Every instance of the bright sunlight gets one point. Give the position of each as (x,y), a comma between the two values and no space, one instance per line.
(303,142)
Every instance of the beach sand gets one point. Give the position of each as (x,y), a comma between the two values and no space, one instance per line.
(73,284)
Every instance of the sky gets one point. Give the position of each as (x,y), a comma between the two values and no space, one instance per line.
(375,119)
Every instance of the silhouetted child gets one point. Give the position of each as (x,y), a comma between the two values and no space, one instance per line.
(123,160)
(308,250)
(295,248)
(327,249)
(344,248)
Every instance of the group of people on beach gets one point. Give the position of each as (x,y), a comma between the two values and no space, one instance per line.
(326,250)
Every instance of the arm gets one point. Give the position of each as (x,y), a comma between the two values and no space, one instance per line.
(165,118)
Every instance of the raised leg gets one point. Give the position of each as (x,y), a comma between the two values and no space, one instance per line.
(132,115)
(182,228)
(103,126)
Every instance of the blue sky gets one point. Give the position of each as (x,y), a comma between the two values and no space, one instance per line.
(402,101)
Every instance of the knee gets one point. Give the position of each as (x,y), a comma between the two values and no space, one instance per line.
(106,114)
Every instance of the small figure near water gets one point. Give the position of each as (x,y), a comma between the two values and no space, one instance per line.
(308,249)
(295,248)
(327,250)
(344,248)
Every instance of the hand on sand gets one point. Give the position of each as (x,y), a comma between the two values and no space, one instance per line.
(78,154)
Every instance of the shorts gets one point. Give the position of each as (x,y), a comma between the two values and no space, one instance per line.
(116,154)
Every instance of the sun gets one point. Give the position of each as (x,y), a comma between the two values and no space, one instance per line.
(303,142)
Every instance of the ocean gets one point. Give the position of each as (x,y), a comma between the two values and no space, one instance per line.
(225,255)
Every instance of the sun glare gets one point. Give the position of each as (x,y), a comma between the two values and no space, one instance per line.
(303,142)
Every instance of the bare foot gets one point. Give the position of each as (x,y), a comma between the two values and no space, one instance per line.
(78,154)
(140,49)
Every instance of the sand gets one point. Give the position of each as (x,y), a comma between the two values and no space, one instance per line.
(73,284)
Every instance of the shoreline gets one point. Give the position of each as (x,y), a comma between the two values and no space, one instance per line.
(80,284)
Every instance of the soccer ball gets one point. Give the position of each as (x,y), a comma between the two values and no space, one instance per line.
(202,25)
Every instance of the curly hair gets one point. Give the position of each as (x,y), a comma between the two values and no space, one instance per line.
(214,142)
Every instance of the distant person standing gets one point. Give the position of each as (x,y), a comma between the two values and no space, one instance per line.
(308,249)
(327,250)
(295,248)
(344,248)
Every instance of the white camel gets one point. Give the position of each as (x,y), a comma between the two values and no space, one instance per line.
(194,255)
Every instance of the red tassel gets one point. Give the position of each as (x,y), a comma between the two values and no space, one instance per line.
------------------------------------------------------------
EXERCISE AIM: A complete, exact copy of the entries is required.

REPLY TO THE TASK:
Every instance of the bright sunlight gets one point. Give the position of each as (x,y), a comma between the two values and no space, one instance per line.
(303,142)
Every instance of the beach sand gets one point. Give the position of each as (x,y), a comma between the two values and no space, one instance per line.
(73,284)
Every instance of the sky gets one point. Give the position of each as (x,y), a comma between the two values and no space, one instance per line.
(375,119)
Every instance of the silhouetted child gets one point. Give the position of each as (x,y), a comma between the two values and no space, one instance per line.
(123,160)
(308,250)
(295,248)
(327,249)
(344,248)
Every instance of the group of people on beach gets one point. Give the position of each as (x,y), a comma between the two values and no space, one instance per line.
(326,250)
Every instance of the arm gets one point. Give the position of each as (x,y), a comma between the two values and no space, one instance per line.
(165,118)
Every instance of the raised leg gets one point. Give the position of each as (x,y), a comma between the two values and no space, one instance per line.
(132,115)
(182,228)
(103,126)
Every instance of the blue sky gets one point. Give the position of each as (x,y), a comma between the two values and no space, one instance per line.
(402,101)
Every instance of the knee gets one point. Give the position of each as (x,y), a comma between the two values and no space, one instance per line.
(106,114)
Every instance of the small figure near water gets one point. Give the position of each as (x,y), a comma between the two values and no space, one instance per line.
(308,249)
(295,248)
(327,250)
(344,248)
Every instance of the hand on sand gets one point. Give the position of each as (x,y), a comma between the two values and no space, one instance per line.
(78,154)
Every instance of the shorts gets one point. Give the position of each as (x,y), a comma between the two values and no space, one instance per line.
(116,154)
Every instance of the sun gets one point. Give the position of each as (x,y), a comma between the two values and no space, one instance per line.
(303,142)
Every instance of the ocean gets one point. Give the position of each as (x,y), a comma between the two values and no space, one instance per line.
(225,255)
Every instance of the sun glare gets one point. Give the position of each as (x,y), a comma between the two values and no space, one instance per line.
(303,142)
Every instance of the bare foot gets one point. Give the position of each as (x,y), a comma between the two values and no space, one instance per line.
(78,154)
(140,49)
Every instance of the sand gets one point. Give the position of each as (x,y), a comma between the two values and no space, one instance per line.
(73,284)
Every instance of the shoreline gets one point. Give the position of each as (x,y), a comma between the two values and no space, one instance per line.
(80,284)
Every instance of the soccer ball gets one point. Give the position of each as (x,y), a comma between the two values and no space, one instance per line.
(202,25)
Every instance of the curly hair gets one point. Give the position of each as (x,y), a comma between the two values and no space, one instance per line.
(214,142)
Every instance of the distant person standing gets one point. Give the position of each as (x,y), a comma between the two values and no space, one instance per line.
(308,249)
(327,250)
(295,248)
(344,248)
Every instance of the white camel gets one point. Give the position of each as (x,y), a comma between the two values and no space, one instance per line.
(194,255)
Every instance of the red tassel gets one point. Give the position of each as (x,y), a comma between the two values and no space, one instance per line.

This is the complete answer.